*Questions on the material*:
1 - From the article on the Kentucky governor's race, translate this sentence into Spanish: "Beshear, the Kentucky attorney general, already claimed the win even though Bevin refused to concede."
2 - Rewrite the part of the article on the Kentucky governor's race that opens with the words containing "Kentucky governor looks" and closes with "refused to concede.", putting "counties" in place of "precincts".

*Text provided*:
((

Gov. Bill Lee: "I did support Bevin and it looks like he's not going to get there"

Kentucky governor looks for last-minute boost from Trump
Posted at 5:25 PM, Nov 06, 2019
and last updated 2019-11-06 20:22:54-05

NASHVILLE, Tenn. (WTVF) — Despite endorsing Matt Bevin, Tennessee Governor Bill Lee did not see the Kentucky governor claim a majority victory.

"I did support Bevin and it looks like he's not going to get there or as it looks so far. Other races looked a little different than his but I haven't spent a lot of time looking at it, but I did support him and looks like he might not make it," Lee told NewsChannel 5.

Judging by the results from all of the Kentucky precincts, Bevin lost to his Democratic opponent Andy Beshear by roughly 5,200 votes at Tuesday night's election. Beshear, the Kentucky attorney general, already claimed the win even though Bevin refused to concede.

When asked if Bevin should concede, Lee said, "I don't know the details of what count he's in, I don't know about that at all. I suppose he knows better than others."

Bevin has requested the Kentucky Secretary of State office to recanvass votes which will take place next Thursday. In a press conference on Wednesday, Bevin said he wants to know every tally is accurate and there is integrity citing past voter fraud incidents.

"We want this process to move forward expeditiously. We want something everybody can have confidence in," Bevin said. "What we know is that there really are a number of significant irregularities, the specifics of which we are in the process of getting affidavits and other information to help get us a better understanding of what did or did not happen."

There was an election recanvass when Bevin won the gubernatorial race in his first term but in reality, a recanvassing has never changed the result of a Kentucky election. Another option is to petition the courts to recount the votes or contest the election which can take weeks.

))

*Data*:
((

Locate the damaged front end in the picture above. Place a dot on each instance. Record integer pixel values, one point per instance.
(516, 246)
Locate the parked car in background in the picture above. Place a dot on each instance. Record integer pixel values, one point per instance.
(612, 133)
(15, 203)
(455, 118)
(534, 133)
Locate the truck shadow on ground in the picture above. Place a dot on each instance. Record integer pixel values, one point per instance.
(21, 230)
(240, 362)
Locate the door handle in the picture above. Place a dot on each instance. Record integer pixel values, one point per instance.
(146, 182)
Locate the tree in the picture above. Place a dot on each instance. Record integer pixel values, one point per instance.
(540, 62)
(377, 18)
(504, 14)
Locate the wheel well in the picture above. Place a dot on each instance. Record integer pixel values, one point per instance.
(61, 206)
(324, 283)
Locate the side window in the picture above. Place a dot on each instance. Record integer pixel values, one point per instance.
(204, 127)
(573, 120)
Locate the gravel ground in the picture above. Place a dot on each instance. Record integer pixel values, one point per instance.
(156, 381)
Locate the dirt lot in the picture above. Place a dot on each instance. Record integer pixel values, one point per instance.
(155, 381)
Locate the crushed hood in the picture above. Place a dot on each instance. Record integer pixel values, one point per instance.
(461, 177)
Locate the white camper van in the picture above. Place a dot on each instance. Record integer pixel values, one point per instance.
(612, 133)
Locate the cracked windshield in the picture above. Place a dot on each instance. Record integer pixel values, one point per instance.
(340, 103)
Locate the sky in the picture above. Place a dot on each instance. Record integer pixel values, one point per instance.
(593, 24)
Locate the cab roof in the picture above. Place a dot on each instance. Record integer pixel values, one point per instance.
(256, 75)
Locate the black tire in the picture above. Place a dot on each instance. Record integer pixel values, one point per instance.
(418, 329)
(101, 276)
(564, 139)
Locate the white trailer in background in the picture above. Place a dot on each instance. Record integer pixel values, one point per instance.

))

*Exercise responses*:
1 - Beshear, el fiscal general de Kentucky, ya se atribuyó la victoria a pesar de que Bevin se negó a reconocer la derrota.

2 -
Kentucky governor looks for last-minute boost from Trump
Posted at 5:25 PM, Nov 06, 2019
and last updated 2019-11-06 20:22:54-05

NASHVILLE, Tenn. (WTVF) — Despite endorsing Matt Bevin, Tennessee Governor Bill Lee did not see the Kentucky governor claim a majority victory.

"I did support Bevin and it looks like he's not going to get there or as it looks so far. Other races looked a little different than his but I haven't spent a lot of time looking at it, but I did support him and looks like he might not make it," Lee told NewsChannel 5.

Judging by the results from all of the Kentucky counties, Bevin lost to his Democratic opponent Andy Beshear by roughly 5,200 votes at Tuesday night's election. Beshear, the Kentucky attorney general, already claimed the win even though Bevin refused to concede.